About this exercise
The pictures are to be left out, and all remaining data is to be transcribed exactly as it appears.
--*--
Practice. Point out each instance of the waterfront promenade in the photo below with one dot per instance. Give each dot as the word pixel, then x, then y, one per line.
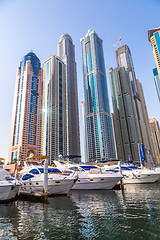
pixel 130 214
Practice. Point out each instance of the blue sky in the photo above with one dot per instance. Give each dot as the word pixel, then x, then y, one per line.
pixel 38 24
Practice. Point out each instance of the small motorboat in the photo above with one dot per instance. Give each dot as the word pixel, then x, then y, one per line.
pixel 32 178
pixel 90 177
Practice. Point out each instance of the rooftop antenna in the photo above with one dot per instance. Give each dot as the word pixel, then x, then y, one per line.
pixel 119 41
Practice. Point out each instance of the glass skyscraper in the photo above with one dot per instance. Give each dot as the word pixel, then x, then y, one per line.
pixel 99 132
pixel 126 131
pixel 54 109
pixel 124 59
pixel 26 117
pixel 154 39
pixel 66 52
pixel 157 81
pixel 155 131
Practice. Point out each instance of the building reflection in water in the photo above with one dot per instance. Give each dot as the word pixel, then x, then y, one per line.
pixel 130 214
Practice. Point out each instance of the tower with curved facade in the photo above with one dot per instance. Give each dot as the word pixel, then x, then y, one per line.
pixel 99 131
pixel 26 116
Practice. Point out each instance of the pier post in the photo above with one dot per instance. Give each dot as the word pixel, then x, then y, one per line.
pixel 121 181
pixel 45 188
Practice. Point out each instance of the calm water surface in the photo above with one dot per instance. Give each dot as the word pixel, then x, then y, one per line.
pixel 131 214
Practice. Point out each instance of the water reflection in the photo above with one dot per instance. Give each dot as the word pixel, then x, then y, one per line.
pixel 131 214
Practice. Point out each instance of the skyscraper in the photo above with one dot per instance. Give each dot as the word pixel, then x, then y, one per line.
pixel 126 131
pixel 66 52
pixel 157 81
pixel 26 117
pixel 124 58
pixel 54 109
pixel 146 122
pixel 154 39
pixel 155 130
pixel 100 141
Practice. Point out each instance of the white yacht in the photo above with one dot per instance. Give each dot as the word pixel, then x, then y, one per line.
pixel 9 186
pixel 90 177
pixel 32 178
pixel 133 174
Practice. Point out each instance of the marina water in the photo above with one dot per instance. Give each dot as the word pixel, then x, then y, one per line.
pixel 107 214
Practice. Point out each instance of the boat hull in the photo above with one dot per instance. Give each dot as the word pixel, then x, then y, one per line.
--*--
Solution to this problem
Practice. Point out each instance of the waterfront promenade in the photo below with one dot per instance. Give each dot as the word pixel, then x, then y, one per line.
pixel 130 214
Practice. Point out each instance of the blue sky in the photo above with one dot per instance. Give each dot as the word pixel, then x, then y, one per line.
pixel 38 24
Practice. Point out each instance of the small motorboat in the photo above with one dot per instance. Give each dot as the word pixel, then x, then y, one per line.
pixel 32 178
pixel 90 177
Practice. Point out each instance of the rooftop antenna in the photo above with one dot per instance. Give each dot as the word pixel, then x, then y, one per line.
pixel 119 41
Practice. Point out each instance of the glass skyscraper in the photo above with one dot per instance. Give each dot as the word pixel, then x, then y, one per line.
pixel 99 132
pixel 126 131
pixel 54 109
pixel 124 59
pixel 26 117
pixel 154 39
pixel 66 52
pixel 157 81
pixel 155 131
Practice. Point out each instance of the building reflection in water in the photo above with one dot per instance. Give each dot as the word pixel, then x, then y, one per line.
pixel 130 214
Practice. Point out each instance of the tower with curved facade in the photo above with one dot per instance. Give each dot as the word pixel, then x, then y, one per line.
pixel 99 131
pixel 26 116
Practice. Point out each instance of the pier post in the photo above with one dot per instance. Give each dot as the word pixel, then x, then y, one per line.
pixel 121 181
pixel 45 188
Practice. Point out each instance of the calm water surface in the photo above with one dot per instance. Give each dot as the word pixel, then x, then y, one per line.
pixel 131 214
Practice. Point out each instance of the water reflection in the photo above with one dot per instance. Give each dot as the word pixel, then x, then y, one per line.
pixel 131 214
Practice. Point out each instance of the skyscraper in the photo above with one dot per instance. Give each dot as the word pixel, then x, then y, one per line.
pixel 126 131
pixel 66 52
pixel 157 81
pixel 26 117
pixel 124 58
pixel 54 109
pixel 146 122
pixel 154 39
pixel 155 130
pixel 100 141
Practice. Point out each instance of the white yacht in the photo above with one dot per instance. Give each dot as the word pixel, then x, then y, one per line.
pixel 9 186
pixel 90 177
pixel 32 178
pixel 133 174
Practice. Point out each instance of the marina water in the photo above with one dot per instance. Give each dot as the word pixel, then x, then y, one per line.
pixel 107 214
Practice. Point out each instance of the boat hull in the photo above with one dot per instance. Give each dot as the word pixel, then x, then y, one per line.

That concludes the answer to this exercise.